▶ **本文抜粋**

——

【森雅史の視点】2022年6月22日 天皇杯3回戦 川崎フロンターレvs東京ヴェルディ
天皇杯3回戦 川崎フロンターレ0(0-1)1 東京ヴェルディ
19:00キックオフ 等々力陸上競技場 入場者数7,534人
試合データリンクはこちら
終始東京ヴェルディのペースだった。そして川崎フロンターレにはリーグ戦前節でコンサドーレ札幌を逆転したパワーは残っていなかった。
東京Vは39分、ショートカウンターから佐藤凌我がミドルシートを叩き込んだ。だが決して偶然生まれたゴールではない。立ち上がりから東京Vは積極的に川崎を追い回し、ボールを奪っては高い個人技を生かして翻弄すると虎視眈々とチャンスを狙った。その結果としてゴールが生まれたと言えるだろう。

——

▶ **提供データ**
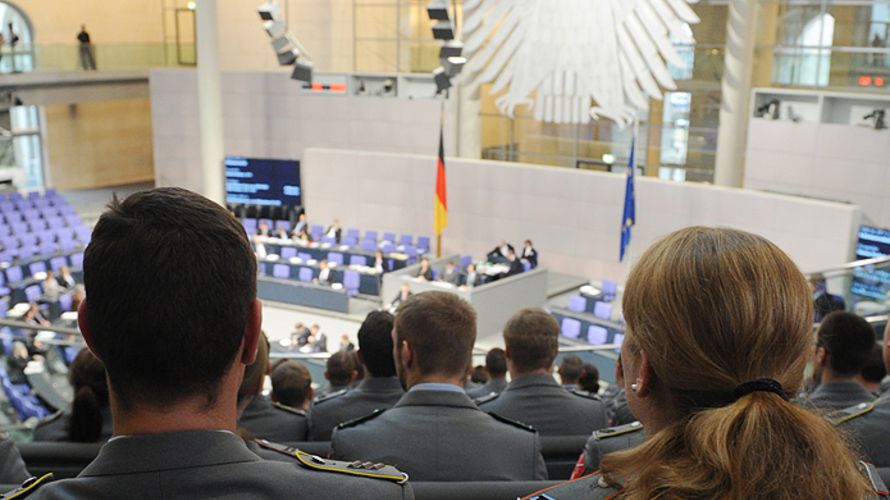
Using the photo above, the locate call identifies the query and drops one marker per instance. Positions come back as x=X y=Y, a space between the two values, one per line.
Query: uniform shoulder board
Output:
x=354 y=422
x=28 y=487
x=514 y=423
x=330 y=396
x=874 y=479
x=358 y=468
x=491 y=396
x=618 y=431
x=841 y=416
x=585 y=394
x=290 y=409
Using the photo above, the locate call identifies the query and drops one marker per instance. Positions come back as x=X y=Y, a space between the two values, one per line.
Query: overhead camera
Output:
x=879 y=116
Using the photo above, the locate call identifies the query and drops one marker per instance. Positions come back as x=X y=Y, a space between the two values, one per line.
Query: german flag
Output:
x=441 y=203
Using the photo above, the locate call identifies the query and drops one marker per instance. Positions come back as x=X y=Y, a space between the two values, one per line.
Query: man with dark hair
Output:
x=569 y=371
x=339 y=372
x=496 y=367
x=435 y=431
x=533 y=396
x=379 y=391
x=172 y=313
x=874 y=372
x=843 y=344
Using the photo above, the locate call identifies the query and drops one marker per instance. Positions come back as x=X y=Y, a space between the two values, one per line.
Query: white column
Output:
x=737 y=72
x=210 y=102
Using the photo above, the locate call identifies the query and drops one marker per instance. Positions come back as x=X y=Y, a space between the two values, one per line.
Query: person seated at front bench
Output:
x=425 y=273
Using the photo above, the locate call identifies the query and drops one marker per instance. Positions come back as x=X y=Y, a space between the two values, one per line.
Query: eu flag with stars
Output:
x=630 y=217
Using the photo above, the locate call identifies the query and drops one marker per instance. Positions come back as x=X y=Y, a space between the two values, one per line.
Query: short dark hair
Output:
x=291 y=382
x=496 y=362
x=426 y=320
x=340 y=367
x=375 y=344
x=170 y=279
x=589 y=379
x=848 y=341
x=570 y=369
x=532 y=335
x=874 y=370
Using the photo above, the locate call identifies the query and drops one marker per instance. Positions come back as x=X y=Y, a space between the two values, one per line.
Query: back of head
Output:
x=170 y=278
x=590 y=379
x=848 y=341
x=570 y=369
x=375 y=344
x=340 y=368
x=532 y=339
x=255 y=374
x=713 y=309
x=425 y=320
x=496 y=363
x=874 y=370
x=291 y=384
x=87 y=378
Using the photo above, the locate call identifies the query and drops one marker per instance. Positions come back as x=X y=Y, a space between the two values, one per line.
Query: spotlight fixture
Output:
x=287 y=48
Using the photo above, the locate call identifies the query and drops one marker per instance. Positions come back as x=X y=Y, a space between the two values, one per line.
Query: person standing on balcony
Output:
x=87 y=61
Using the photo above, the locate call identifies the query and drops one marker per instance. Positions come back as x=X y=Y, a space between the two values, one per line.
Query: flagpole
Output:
x=441 y=128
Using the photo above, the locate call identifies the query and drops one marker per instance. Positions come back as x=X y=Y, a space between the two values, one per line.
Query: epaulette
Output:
x=329 y=396
x=357 y=468
x=290 y=409
x=874 y=479
x=585 y=394
x=52 y=418
x=354 y=422
x=491 y=396
x=841 y=416
x=618 y=431
x=514 y=423
x=29 y=486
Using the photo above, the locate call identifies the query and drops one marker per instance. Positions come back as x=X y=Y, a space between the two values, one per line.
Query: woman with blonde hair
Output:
x=719 y=326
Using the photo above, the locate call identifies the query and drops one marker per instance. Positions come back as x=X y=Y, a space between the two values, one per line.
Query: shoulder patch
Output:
x=585 y=394
x=618 y=431
x=356 y=421
x=514 y=423
x=290 y=409
x=28 y=487
x=841 y=416
x=357 y=468
x=330 y=396
x=491 y=396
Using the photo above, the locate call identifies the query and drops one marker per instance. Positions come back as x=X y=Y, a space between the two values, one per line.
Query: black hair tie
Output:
x=759 y=385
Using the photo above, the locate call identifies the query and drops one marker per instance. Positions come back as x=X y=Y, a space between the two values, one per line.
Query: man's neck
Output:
x=829 y=377
x=189 y=415
x=514 y=373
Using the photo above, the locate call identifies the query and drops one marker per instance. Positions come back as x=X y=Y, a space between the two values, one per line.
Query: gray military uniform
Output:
x=374 y=393
x=442 y=436
x=274 y=421
x=868 y=425
x=606 y=441
x=214 y=464
x=538 y=400
x=839 y=395
x=55 y=427
x=493 y=386
x=12 y=468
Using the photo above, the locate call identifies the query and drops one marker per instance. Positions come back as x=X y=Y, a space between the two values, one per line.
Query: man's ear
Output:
x=252 y=328
x=84 y=324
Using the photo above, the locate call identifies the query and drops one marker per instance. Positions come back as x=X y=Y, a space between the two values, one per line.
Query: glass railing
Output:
x=110 y=56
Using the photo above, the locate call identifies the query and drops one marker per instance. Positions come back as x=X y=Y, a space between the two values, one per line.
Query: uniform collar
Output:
x=168 y=451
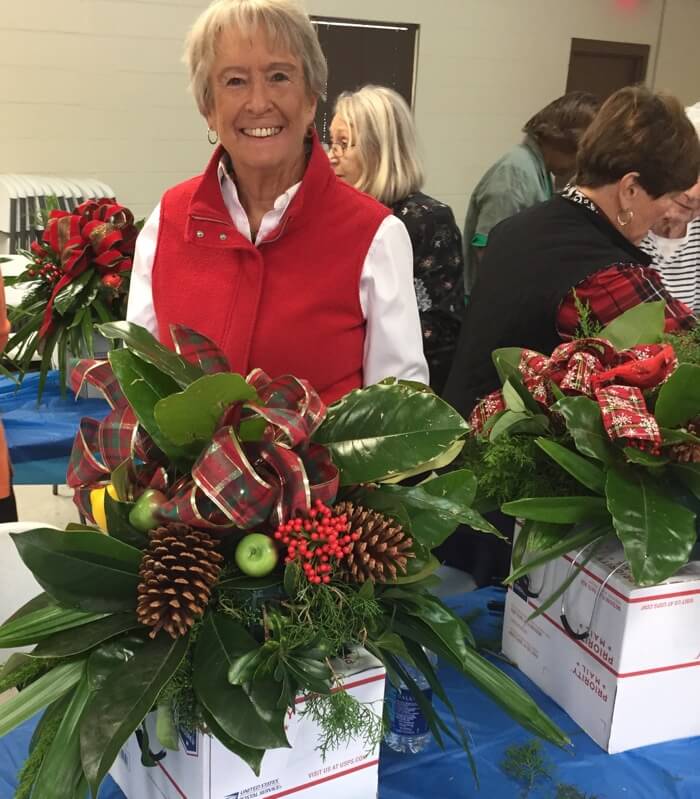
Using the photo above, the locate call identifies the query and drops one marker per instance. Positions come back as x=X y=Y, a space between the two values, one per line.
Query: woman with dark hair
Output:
x=523 y=176
x=579 y=247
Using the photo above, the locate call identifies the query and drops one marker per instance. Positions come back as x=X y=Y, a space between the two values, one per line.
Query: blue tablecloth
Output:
x=40 y=437
x=665 y=771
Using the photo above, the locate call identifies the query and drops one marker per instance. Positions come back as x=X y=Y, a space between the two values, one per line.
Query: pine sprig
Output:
x=342 y=719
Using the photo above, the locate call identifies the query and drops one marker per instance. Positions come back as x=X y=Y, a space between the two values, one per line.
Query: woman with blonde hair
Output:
x=267 y=253
x=374 y=148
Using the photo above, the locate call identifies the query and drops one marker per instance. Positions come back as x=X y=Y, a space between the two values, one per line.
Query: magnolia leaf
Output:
x=123 y=701
x=192 y=415
x=221 y=640
x=383 y=430
x=656 y=532
x=679 y=397
x=143 y=385
x=88 y=571
x=560 y=510
x=643 y=324
x=587 y=472
x=143 y=344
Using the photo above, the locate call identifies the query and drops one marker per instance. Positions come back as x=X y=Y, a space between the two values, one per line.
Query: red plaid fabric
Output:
x=612 y=291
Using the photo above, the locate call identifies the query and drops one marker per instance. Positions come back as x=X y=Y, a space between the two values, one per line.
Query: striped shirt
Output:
x=678 y=261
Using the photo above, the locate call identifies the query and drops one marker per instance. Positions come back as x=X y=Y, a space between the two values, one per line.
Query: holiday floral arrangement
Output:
x=77 y=276
x=599 y=440
x=252 y=535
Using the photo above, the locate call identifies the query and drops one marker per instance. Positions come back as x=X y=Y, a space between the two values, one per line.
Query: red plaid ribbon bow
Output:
x=99 y=234
x=593 y=367
x=233 y=482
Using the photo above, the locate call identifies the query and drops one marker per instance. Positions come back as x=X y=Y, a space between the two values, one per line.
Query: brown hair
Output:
x=637 y=130
x=562 y=123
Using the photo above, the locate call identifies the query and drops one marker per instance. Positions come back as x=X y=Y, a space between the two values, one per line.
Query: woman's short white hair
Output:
x=286 y=23
x=693 y=112
x=381 y=126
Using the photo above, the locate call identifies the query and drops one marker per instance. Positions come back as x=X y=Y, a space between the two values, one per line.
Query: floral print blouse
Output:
x=438 y=276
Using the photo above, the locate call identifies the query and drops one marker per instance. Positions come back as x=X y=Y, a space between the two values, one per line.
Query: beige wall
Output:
x=95 y=87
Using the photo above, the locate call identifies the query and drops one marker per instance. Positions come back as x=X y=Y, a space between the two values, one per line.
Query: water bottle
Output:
x=408 y=729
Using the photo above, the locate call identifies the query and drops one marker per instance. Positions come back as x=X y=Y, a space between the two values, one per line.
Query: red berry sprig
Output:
x=316 y=541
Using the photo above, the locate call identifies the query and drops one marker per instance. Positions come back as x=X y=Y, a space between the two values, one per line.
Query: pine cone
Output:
x=178 y=570
x=381 y=548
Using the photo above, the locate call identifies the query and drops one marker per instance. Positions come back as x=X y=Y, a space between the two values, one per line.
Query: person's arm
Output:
x=139 y=307
x=393 y=341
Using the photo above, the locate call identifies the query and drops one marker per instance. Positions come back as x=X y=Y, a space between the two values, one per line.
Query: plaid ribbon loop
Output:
x=234 y=482
x=594 y=368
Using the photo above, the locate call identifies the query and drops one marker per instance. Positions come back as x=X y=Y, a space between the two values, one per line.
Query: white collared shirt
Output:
x=393 y=340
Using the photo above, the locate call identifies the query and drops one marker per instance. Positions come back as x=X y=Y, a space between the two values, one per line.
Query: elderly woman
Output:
x=267 y=253
x=374 y=149
x=639 y=152
x=674 y=242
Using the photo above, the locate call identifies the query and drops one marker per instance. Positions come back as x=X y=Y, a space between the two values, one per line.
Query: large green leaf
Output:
x=679 y=397
x=587 y=472
x=42 y=692
x=122 y=702
x=82 y=639
x=583 y=421
x=222 y=640
x=559 y=510
x=43 y=623
x=89 y=571
x=574 y=541
x=657 y=532
x=643 y=324
x=144 y=385
x=61 y=771
x=192 y=415
x=141 y=342
x=377 y=432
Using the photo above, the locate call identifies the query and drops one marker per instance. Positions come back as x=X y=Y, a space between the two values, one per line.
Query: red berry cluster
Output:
x=317 y=541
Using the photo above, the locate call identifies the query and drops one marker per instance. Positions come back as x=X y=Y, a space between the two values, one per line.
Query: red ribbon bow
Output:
x=233 y=482
x=593 y=367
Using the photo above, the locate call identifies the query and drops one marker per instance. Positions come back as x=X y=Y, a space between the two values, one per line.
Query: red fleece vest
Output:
x=289 y=306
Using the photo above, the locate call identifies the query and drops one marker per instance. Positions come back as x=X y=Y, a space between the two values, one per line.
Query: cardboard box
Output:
x=635 y=678
x=204 y=769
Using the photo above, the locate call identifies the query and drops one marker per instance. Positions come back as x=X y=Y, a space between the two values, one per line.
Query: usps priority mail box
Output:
x=204 y=769
x=634 y=679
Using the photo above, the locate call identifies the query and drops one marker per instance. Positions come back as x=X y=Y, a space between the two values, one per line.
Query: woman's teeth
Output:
x=261 y=133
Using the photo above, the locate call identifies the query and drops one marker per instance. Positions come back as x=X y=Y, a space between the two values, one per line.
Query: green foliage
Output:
x=588 y=325
x=512 y=467
x=527 y=765
x=342 y=719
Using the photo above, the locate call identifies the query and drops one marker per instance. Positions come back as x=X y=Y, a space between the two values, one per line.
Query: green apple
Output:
x=142 y=515
x=256 y=554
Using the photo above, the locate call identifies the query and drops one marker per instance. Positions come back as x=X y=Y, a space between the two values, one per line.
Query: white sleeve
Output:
x=139 y=308
x=393 y=338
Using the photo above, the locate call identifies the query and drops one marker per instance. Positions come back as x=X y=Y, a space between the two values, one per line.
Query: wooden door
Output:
x=603 y=67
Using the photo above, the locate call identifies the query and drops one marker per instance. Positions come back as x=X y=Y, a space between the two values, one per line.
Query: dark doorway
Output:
x=360 y=52
x=603 y=67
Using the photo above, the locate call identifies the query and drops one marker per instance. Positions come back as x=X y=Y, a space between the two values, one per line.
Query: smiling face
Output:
x=261 y=107
x=346 y=158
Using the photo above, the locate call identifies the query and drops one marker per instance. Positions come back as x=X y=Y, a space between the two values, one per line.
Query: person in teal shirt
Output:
x=523 y=176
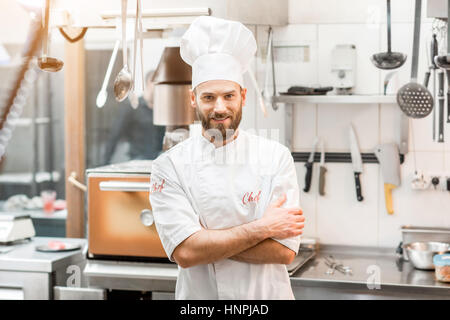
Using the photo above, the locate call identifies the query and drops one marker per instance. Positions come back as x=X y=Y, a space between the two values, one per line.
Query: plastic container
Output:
x=442 y=267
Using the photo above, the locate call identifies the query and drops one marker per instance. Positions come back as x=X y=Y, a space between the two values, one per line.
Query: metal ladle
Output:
x=443 y=62
x=103 y=93
x=123 y=82
x=388 y=60
x=133 y=97
x=46 y=63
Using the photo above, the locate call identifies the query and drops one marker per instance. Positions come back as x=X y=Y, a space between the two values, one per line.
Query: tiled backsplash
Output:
x=337 y=217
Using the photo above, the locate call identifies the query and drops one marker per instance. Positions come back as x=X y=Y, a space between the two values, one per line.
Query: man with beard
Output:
x=226 y=202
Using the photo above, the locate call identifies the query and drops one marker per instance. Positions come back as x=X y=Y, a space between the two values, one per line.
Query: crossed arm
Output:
x=250 y=242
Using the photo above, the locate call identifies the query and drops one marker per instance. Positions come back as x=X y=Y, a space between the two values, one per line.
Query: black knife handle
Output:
x=358 y=187
x=322 y=180
x=308 y=176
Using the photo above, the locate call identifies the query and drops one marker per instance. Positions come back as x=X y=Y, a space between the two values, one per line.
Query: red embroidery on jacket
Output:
x=155 y=187
x=249 y=197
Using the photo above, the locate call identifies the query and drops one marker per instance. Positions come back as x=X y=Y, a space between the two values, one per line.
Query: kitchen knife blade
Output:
x=322 y=170
x=309 y=166
x=388 y=156
x=356 y=162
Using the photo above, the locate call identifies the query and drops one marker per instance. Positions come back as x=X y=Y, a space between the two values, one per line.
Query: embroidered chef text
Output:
x=251 y=197
x=155 y=187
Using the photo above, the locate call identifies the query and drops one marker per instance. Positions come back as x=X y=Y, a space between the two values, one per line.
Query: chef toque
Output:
x=217 y=49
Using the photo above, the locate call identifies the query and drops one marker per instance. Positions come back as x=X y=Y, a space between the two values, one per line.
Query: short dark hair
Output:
x=149 y=76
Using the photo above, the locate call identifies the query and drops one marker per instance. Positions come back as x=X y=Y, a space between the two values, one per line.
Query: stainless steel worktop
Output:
x=392 y=275
x=24 y=257
x=369 y=266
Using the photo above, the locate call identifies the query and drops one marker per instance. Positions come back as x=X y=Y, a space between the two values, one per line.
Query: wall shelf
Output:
x=347 y=99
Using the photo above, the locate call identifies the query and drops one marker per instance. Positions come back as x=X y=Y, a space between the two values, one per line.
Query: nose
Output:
x=220 y=105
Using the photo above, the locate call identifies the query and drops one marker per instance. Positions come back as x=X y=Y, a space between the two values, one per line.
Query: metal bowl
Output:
x=421 y=254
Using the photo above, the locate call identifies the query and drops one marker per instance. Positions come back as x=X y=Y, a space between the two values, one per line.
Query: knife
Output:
x=322 y=170
x=309 y=165
x=357 y=162
x=387 y=155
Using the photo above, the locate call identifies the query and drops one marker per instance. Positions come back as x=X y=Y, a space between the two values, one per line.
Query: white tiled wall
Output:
x=337 y=217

——

▶ **記述課題 1**
天皇杯3回戦の観戦記について、次の問いに答えてください。
(a) 試合が行われた会場はどこですか。
(b) 川崎フロンターレがリーグ戦前節で逆転した相手はどこですか。
(c) 東京ヴェルディの得点は何分に生まれましたか。
▶ **記述課題 2**
天皇杯3回戦の観戦記を、最後の文の後から書き継いでください。
エントリーは参照しなくてもかまいません。

▶ **解答 1**
(a) 等々力陸上競技場
(b) コンサドーレ札幌
(c) 39分

▶ **解答 2**
後半立ち上がりから川崎Fは積極的な選手交代で活性化を図ろうとする。東京Vは前半のインテンシティの高さから運動量が落ちそうになるが、こちらも次々に選手交代し、ブロックを敷いて待ち構えることで45分間を耐えきった。戦略としては見事だったが、本当は川崎Fも同じことを狙っていたのではないだろうか。素早く先制点を奪って選手を休ませたり、出場機会の少ない選手がどこまでできるか試したかったはずだ。だが、結果的には多くの選手を使って疲労を蓄積することになってしまった。
川崎Fが圧倒的な力を誇ったのは去年までのことだというのがこの一戦でも明らかになったと言えるだろう。だが、ACL、天皇杯と敗退したことで日程は少し楽になる。そのぶんリーグ戦に集中できることは、川崎の3連覇を後押しするかもしれないし、この際、東京Vの選手を狙うというのも面白い手かもしれない。
森雅史(もり・まさふみ)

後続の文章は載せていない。